THE TASK:
Look through the entries below and count the lines that contain "crown". Reply with that number only.

(Records excerpted from a collection)
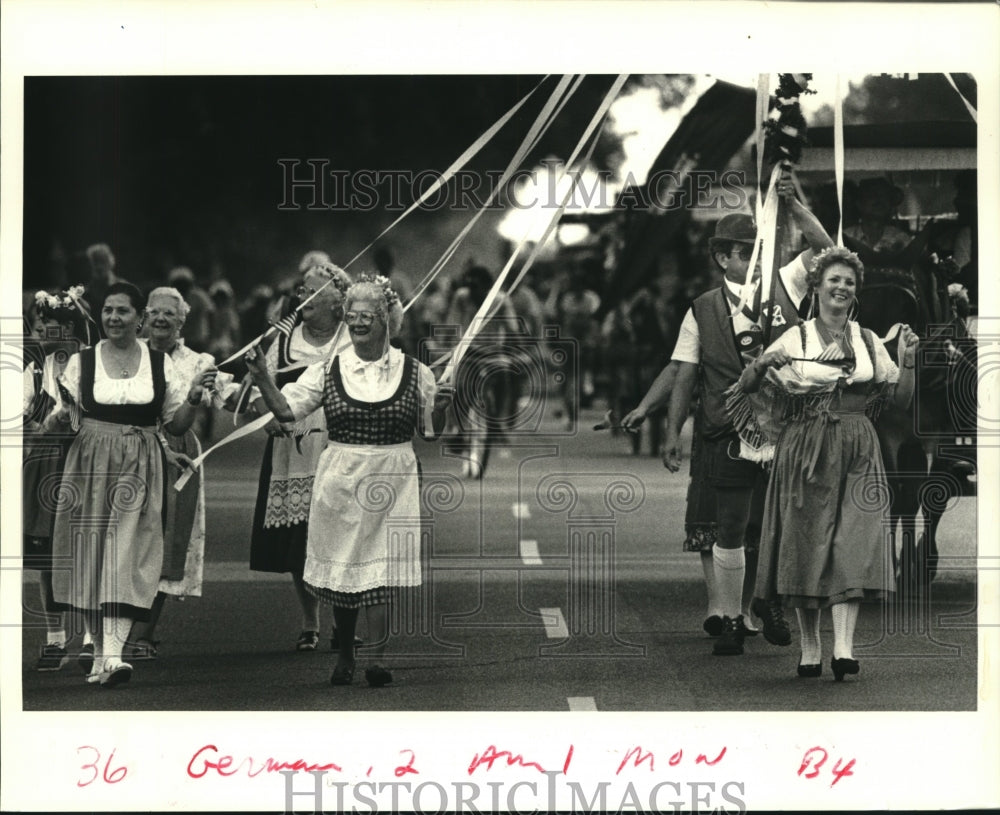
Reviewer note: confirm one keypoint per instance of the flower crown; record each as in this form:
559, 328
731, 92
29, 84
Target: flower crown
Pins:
391, 298
51, 305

TASK OUTPUT:
2